## Required task a
Decide whether each statement below agrees with the passage about an actress's film roles that follows: (i) the writer knows her films made before Calamity Jane very well; (ii) she appeared on screen with Rock Hudson more than once; (iii) her usual roles resembled the sultry ones played by Marilyn Monroe and Jane Russell. Answer yes or no for each, quoting the words of the passage that decide it.

## Selected excerpt
■ ■ ■ ■ ■ ■ ■

2. I can't really say that I'm terribly familiar with her filmography before Calamity Jane. However, I do know that as the 1950s progressed, she was falling into her status as a romantic comedy leading lady, sharing the screen numerous times with Rock Hudson, and I'm somewhat familiar with her role in Hitchcock's The Man Who Knew Too Much. She was often portrayed as the sweet but witty girl-next-door type, which was in stark contrast with the more overtly sultry roles played by the likes of Marilyn Monroe and Jane Russell. There's a more decidedly flirty femininity in these roles in comparison to Jane - especially at the start of the film - and I imagine her image in Hollywood was in line with how traditional feminine roles were gradually being tempered with slightly more modern ideals as the 50s transitioned into the 60s.

■ ■ ■ ■ ■ ■ ■

## Required task b
Return each line of the records below that contains the string "plank", matching case.

■ ■ ■ ■ ■ ■ ■

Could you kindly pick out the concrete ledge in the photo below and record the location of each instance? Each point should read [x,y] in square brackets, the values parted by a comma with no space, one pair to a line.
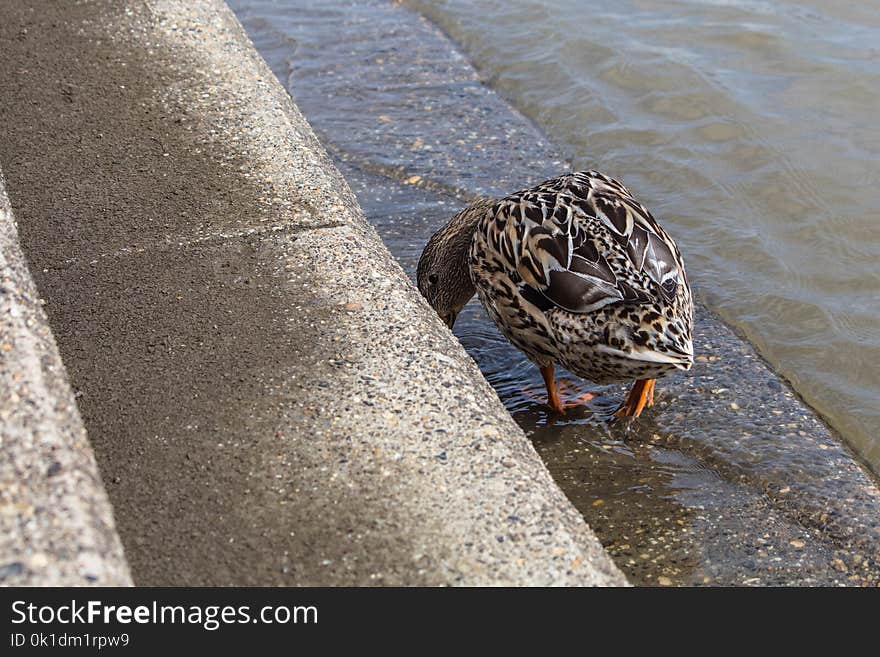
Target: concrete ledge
[269,398]
[56,525]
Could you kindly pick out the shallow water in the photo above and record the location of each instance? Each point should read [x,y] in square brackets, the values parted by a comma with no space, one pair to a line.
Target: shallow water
[727,480]
[750,128]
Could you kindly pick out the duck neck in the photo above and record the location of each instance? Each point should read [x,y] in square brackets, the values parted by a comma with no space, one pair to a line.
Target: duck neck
[459,235]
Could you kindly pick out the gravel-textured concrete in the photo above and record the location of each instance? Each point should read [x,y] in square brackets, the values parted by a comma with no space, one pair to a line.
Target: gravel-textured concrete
[56,525]
[269,399]
[730,478]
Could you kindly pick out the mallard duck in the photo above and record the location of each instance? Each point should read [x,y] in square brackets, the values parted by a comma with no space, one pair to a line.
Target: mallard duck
[574,272]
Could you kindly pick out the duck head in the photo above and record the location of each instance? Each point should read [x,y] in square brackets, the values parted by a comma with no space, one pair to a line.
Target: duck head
[443,274]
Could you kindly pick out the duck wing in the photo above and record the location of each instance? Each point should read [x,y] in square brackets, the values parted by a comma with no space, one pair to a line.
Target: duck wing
[548,235]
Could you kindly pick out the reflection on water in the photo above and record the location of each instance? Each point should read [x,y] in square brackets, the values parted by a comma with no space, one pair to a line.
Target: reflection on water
[750,127]
[726,480]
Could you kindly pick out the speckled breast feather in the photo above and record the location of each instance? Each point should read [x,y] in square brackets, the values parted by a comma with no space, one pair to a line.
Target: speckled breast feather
[576,271]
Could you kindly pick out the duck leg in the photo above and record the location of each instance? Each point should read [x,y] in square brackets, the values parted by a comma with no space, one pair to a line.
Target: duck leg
[640,397]
[553,400]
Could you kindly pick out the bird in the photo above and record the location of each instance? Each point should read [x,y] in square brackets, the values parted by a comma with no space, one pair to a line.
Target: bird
[574,272]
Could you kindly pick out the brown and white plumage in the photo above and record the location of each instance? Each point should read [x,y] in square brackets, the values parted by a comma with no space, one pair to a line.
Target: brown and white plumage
[574,271]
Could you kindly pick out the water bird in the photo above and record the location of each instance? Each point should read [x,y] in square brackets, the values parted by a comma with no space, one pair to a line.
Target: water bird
[574,272]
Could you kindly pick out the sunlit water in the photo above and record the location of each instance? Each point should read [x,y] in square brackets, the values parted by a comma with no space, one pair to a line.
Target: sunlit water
[751,129]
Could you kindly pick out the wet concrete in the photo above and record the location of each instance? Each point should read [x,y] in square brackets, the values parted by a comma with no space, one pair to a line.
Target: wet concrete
[269,399]
[731,478]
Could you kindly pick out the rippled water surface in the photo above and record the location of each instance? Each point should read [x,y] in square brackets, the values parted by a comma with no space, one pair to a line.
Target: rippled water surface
[750,128]
[728,479]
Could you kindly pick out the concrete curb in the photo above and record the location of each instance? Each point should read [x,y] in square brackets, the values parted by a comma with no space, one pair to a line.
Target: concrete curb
[56,524]
[270,396]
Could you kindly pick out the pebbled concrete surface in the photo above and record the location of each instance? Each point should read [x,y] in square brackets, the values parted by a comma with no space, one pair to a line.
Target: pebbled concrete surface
[56,524]
[731,479]
[269,399]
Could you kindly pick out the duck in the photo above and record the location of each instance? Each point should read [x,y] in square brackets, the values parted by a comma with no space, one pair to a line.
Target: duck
[575,273]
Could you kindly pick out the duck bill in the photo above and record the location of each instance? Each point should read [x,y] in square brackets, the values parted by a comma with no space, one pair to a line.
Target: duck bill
[449,319]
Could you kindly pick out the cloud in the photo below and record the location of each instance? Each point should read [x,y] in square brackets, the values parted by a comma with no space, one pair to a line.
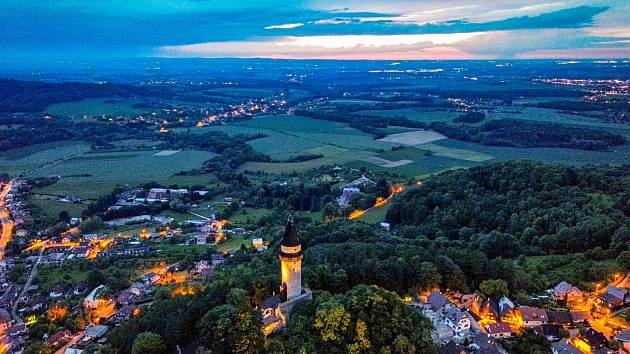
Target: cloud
[312,28]
[285,26]
[323,47]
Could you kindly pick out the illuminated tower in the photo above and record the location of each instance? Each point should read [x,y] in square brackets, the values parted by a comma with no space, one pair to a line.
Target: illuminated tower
[291,263]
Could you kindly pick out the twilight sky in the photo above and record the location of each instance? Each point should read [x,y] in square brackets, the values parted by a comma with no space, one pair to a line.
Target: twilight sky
[345,29]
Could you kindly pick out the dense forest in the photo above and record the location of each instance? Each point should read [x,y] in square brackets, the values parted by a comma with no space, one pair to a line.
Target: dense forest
[521,133]
[522,207]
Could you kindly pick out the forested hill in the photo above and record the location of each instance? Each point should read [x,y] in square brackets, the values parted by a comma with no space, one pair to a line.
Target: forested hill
[519,207]
[35,96]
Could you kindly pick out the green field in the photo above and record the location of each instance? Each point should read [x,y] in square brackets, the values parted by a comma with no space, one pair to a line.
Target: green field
[234,242]
[550,115]
[104,171]
[21,160]
[52,207]
[417,114]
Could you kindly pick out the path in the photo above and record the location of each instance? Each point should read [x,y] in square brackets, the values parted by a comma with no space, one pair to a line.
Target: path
[7,223]
[28,283]
[199,215]
[72,341]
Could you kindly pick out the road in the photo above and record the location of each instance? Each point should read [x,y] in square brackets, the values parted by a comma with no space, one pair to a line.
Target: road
[25,287]
[5,219]
[72,341]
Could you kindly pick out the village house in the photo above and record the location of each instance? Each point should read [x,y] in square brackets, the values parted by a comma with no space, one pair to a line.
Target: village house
[59,338]
[94,333]
[218,258]
[149,278]
[562,318]
[472,302]
[93,298]
[346,196]
[566,291]
[257,243]
[442,333]
[532,316]
[564,347]
[499,330]
[549,331]
[458,321]
[452,348]
[124,313]
[613,297]
[203,269]
[438,302]
[5,321]
[590,340]
[624,338]
[57,292]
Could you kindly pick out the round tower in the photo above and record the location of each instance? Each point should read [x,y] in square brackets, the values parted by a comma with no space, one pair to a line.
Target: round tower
[291,262]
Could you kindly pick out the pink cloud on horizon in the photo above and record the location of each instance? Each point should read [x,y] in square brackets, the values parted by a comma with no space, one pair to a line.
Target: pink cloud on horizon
[578,53]
[432,53]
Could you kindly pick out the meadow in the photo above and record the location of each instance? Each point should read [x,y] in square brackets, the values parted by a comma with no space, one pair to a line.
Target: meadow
[25,159]
[93,174]
[51,207]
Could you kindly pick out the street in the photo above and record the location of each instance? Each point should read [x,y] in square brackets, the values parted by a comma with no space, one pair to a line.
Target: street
[5,220]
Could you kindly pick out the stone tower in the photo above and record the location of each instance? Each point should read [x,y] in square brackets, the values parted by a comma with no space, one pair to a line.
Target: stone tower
[291,263]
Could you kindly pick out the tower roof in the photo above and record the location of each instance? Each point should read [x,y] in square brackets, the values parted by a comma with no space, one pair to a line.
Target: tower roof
[290,238]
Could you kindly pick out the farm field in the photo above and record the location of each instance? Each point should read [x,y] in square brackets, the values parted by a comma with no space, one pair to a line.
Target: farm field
[91,175]
[413,138]
[553,116]
[234,242]
[21,160]
[52,207]
[417,114]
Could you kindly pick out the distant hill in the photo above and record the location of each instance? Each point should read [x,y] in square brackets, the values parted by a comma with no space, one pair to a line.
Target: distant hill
[35,96]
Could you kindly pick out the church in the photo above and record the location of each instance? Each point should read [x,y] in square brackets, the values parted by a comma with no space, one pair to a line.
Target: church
[277,309]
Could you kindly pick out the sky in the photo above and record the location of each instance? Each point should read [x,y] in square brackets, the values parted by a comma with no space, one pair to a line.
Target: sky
[315,29]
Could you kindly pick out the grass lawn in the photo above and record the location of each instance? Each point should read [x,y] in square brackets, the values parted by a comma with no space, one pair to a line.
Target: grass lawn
[107,170]
[49,277]
[417,114]
[375,216]
[251,216]
[557,268]
[407,153]
[82,186]
[25,159]
[234,242]
[461,154]
[172,253]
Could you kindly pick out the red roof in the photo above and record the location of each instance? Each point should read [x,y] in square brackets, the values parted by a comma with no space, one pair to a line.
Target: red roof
[499,327]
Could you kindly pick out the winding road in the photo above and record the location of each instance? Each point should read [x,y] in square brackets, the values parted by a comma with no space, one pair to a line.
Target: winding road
[5,219]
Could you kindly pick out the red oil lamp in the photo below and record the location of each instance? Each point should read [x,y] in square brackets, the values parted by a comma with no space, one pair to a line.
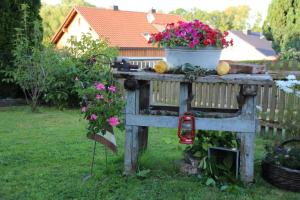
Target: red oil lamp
[186,129]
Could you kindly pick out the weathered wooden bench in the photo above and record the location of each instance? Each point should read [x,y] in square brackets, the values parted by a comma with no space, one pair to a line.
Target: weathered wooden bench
[243,121]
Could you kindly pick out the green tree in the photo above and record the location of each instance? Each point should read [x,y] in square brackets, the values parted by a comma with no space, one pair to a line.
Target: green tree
[231,18]
[257,23]
[54,15]
[31,59]
[282,24]
[10,19]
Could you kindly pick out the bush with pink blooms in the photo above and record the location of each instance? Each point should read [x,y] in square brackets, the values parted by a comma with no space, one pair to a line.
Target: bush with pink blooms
[102,103]
[193,35]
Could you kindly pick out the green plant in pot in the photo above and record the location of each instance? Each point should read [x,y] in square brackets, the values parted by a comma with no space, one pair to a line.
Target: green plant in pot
[212,171]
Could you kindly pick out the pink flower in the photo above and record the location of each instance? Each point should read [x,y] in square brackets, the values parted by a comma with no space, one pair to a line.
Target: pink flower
[99,96]
[84,109]
[112,88]
[93,117]
[100,86]
[113,121]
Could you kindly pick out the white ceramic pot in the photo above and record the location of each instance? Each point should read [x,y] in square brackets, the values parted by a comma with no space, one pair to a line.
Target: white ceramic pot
[207,57]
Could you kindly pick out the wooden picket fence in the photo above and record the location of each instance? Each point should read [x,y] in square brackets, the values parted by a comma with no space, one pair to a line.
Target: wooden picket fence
[272,103]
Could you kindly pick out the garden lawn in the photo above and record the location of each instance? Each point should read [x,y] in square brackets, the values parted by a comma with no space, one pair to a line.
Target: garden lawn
[46,155]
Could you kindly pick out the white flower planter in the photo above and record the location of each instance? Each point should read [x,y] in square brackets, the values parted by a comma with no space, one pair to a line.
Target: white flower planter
[207,57]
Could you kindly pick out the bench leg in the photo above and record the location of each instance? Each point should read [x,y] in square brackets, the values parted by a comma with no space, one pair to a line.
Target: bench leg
[247,157]
[131,150]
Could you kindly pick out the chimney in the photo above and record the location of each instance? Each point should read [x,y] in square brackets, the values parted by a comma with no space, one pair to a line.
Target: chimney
[115,7]
[247,31]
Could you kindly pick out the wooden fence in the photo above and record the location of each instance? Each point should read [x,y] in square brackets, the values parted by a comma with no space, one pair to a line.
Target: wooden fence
[272,103]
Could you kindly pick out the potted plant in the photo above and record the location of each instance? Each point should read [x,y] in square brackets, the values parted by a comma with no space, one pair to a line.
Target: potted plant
[191,42]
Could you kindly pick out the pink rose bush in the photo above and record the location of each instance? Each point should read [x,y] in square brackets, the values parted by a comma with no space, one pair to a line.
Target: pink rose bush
[102,106]
[113,121]
[194,35]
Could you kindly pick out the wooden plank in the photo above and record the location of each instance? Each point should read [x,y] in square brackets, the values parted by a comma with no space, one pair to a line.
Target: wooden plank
[258,101]
[183,107]
[131,150]
[163,92]
[217,95]
[247,141]
[144,102]
[204,94]
[235,124]
[265,105]
[198,94]
[223,96]
[211,95]
[273,103]
[194,102]
[245,79]
[278,75]
[247,157]
[131,140]
[229,95]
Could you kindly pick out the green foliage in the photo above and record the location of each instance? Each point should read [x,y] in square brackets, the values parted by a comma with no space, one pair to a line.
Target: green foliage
[101,93]
[213,172]
[84,60]
[257,23]
[31,60]
[282,24]
[290,54]
[53,15]
[60,88]
[232,18]
[10,19]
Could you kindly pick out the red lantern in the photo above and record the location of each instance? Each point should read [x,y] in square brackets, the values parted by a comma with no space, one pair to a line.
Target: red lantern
[186,129]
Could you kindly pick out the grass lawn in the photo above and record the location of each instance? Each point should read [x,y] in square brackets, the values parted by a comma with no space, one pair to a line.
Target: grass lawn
[46,156]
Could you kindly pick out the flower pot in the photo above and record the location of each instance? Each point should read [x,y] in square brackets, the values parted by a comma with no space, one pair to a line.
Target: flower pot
[207,57]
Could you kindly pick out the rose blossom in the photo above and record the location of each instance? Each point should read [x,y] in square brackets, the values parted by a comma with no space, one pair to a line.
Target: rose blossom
[112,88]
[113,121]
[93,117]
[99,96]
[84,109]
[100,86]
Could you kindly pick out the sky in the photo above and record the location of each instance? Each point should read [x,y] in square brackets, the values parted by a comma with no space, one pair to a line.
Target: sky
[168,5]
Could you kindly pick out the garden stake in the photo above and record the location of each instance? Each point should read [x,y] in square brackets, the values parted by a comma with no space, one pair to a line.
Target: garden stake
[93,160]
[105,157]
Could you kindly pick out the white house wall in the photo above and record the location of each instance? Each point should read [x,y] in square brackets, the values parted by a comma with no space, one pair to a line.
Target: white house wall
[77,28]
[241,50]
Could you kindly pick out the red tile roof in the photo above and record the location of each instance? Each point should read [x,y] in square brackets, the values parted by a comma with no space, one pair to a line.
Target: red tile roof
[121,28]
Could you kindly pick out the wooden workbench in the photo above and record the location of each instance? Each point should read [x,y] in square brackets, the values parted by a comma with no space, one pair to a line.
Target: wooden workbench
[243,122]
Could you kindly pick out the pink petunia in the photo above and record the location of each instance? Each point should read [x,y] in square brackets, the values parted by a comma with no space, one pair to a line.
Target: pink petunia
[84,109]
[100,86]
[93,117]
[113,121]
[112,88]
[99,96]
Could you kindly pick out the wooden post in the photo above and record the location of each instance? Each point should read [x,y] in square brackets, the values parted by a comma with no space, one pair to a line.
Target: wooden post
[248,138]
[185,97]
[131,141]
[144,102]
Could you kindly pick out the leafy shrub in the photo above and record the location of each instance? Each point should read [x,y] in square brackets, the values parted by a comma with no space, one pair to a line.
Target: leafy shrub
[213,172]
[83,59]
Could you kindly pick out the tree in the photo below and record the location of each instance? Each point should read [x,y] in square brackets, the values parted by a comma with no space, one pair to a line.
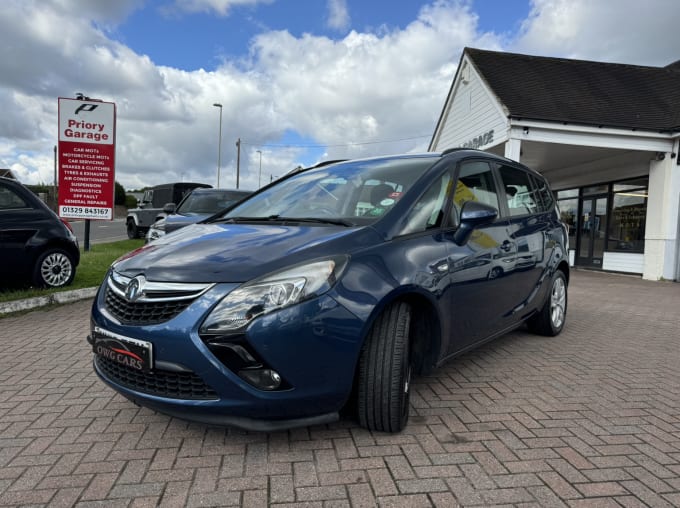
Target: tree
[119,198]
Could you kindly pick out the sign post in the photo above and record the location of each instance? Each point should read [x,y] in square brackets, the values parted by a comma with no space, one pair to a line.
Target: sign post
[87,134]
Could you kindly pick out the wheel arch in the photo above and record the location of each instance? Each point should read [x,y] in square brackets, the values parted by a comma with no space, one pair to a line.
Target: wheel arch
[425,330]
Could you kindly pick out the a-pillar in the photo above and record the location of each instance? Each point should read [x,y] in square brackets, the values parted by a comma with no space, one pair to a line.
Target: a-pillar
[513,149]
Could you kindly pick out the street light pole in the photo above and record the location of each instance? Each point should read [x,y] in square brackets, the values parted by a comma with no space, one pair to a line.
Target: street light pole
[238,159]
[219,146]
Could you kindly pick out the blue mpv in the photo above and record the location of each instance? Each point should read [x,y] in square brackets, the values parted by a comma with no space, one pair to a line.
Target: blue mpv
[330,288]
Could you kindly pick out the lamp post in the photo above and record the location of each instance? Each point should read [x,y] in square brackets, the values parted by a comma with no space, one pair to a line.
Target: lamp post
[219,146]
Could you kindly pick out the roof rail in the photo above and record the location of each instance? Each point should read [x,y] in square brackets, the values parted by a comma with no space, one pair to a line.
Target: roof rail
[457,149]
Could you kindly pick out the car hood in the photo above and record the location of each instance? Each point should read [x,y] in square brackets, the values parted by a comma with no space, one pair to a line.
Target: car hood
[177,221]
[238,252]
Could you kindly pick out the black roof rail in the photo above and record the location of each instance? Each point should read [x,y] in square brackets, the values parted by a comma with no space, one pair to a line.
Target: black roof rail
[458,149]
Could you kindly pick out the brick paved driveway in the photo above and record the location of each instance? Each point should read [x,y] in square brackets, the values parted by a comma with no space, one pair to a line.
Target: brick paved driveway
[591,418]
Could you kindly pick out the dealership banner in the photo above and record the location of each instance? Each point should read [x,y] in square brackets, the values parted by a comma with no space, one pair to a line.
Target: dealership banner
[87,134]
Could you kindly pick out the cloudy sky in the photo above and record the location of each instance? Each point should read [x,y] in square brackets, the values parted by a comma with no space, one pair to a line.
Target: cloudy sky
[300,81]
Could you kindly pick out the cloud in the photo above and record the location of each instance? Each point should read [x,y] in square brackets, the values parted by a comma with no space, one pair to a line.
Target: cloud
[362,94]
[338,15]
[221,7]
[625,31]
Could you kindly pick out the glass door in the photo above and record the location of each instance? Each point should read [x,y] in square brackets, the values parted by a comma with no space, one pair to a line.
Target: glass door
[592,231]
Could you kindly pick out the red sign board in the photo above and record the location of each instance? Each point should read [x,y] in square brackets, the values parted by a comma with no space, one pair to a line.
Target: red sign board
[87,134]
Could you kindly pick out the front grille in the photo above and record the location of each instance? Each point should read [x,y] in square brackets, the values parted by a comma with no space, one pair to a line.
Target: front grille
[162,383]
[137,301]
[142,313]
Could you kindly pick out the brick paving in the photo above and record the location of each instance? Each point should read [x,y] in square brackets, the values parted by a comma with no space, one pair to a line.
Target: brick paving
[587,419]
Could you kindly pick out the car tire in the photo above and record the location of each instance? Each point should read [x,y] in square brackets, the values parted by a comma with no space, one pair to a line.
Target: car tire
[384,380]
[551,318]
[54,268]
[132,230]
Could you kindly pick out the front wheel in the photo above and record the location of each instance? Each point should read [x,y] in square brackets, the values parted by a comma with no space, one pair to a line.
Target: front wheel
[384,381]
[550,319]
[54,268]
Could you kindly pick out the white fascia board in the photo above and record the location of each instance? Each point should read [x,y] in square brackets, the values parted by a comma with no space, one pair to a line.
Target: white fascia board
[547,132]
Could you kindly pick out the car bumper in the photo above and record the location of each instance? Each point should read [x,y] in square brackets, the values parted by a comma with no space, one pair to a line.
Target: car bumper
[314,346]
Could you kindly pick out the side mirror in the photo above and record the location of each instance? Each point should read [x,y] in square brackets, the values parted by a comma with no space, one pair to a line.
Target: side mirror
[472,215]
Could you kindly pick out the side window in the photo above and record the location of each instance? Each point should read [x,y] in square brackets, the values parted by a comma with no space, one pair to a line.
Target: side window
[475,183]
[543,194]
[11,201]
[519,191]
[428,211]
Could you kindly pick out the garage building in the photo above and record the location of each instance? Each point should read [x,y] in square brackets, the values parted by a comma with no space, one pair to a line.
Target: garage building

■ ■ ■ ■ ■ ■ ■

## Result a
(i) No: "I can't really say that I'm terribly familiar with her filmography before Calamity Jane."
(ii) Yes: "sharing the screen numerous times with Rock Hudson"
(iii) No: "which was in stark contrast with the more overtly sultry roles played by the likes of Marilyn Monroe and Jane Russell"

## Result b
Could you kindly pick out the wooden plank in the photo above and record the location of each instance? Each point should read [x,y] in square brackets, the values parted by a comma with no space, one pair to a line.
Target: wooden plank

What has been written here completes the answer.